The 1982 documentary The Atomic Cafe dealt with this.

Tom Armbruster
3 years ago

The amazing thing is that an area so violently damaged by man can be repaired by nature. Sharks and coral have come back to Bikini and the remediation suggested in the article could only accelerate the work nature is already doing.

Paul Griego
Paul Griego
3 years ago

In 1978 I was one of the young men and teenagers tasked with the Enewetak Atoll Radiological Cleanup. I was a radiochemist, health psychics technician and during the clean up I was in charge of the soil sampling for the radiological survey. It was my work that determined what we would encase in the massive concrete containment dome or simply dump into the lagoon. With absolute certainty we did not ‘clean’ anything up, we just moved it around. Even today we do not have the tools or technology that are needed.

→ Activities
1) List every proper name of a person, place, or film that appears in the comments on the atoll cleanup.
2) Pick up the comments on the atoll cleanup after their last sentence and keep writing.

→ Region pointing data

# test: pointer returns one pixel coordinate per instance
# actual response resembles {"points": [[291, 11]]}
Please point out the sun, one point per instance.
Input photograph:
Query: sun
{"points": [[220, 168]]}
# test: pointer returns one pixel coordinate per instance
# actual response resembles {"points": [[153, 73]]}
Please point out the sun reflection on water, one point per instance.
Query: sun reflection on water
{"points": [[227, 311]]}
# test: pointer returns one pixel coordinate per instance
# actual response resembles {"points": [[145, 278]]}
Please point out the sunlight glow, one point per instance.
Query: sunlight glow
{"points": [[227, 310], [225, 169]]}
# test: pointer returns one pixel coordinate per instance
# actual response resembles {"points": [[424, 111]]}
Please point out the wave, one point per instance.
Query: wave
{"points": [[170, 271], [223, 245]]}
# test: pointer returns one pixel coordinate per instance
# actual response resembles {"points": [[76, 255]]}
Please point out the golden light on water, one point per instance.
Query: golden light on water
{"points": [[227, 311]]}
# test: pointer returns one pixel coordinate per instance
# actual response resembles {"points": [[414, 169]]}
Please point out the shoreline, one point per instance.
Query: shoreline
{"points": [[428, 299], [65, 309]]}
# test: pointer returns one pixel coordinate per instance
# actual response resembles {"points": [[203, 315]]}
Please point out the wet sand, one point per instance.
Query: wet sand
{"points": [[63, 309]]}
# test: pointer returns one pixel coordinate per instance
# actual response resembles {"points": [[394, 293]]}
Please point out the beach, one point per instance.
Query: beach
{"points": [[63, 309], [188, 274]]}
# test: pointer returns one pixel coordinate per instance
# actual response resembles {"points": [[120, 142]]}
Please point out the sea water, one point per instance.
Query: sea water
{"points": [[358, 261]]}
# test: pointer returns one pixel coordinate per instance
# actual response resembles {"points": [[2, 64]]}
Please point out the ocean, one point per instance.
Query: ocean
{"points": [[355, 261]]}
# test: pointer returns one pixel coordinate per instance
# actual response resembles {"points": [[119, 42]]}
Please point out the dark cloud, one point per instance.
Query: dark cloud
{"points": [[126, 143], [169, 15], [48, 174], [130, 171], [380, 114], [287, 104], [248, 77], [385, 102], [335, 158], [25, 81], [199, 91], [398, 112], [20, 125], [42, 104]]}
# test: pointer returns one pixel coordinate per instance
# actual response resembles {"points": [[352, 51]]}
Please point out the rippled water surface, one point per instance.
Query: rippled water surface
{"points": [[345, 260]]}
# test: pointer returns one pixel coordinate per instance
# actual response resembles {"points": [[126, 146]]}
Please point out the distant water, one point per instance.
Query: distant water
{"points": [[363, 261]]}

→ Written responses
1)
The Atomic Cafe
Tom Armbruster
Bikini
Paul Griego
Enewetak Atoll

2)
William Desjardins
William Desjardins
3 years ago
Reply to  Paul Griego

I too was a “young” soldier at Enewetak Atoll clean-up as flight medic, among other additional duties due to being short staffed. All too many of us have health issues because of our exposure, but it never gets proper address, only a cosmetic nod. Our Enewetak brothers have died from exposure in large numbers. Maybe someday…

David Muschler
David Muschler
3 years ago

Highly recommend a recent book by James Nolan, Jr. titled Atomic Doctors.

Brad
3 years ago

I don’t believe the Biden administration is going to stay true to it’s word about any of the above claims. It’s just business as usual. On a side note, the bombs did end all world wars which definitely would have continued if not for their invention. I believe we would have had a world war three and possibly a fourth if it weren’t for Mutually Assured Destruction.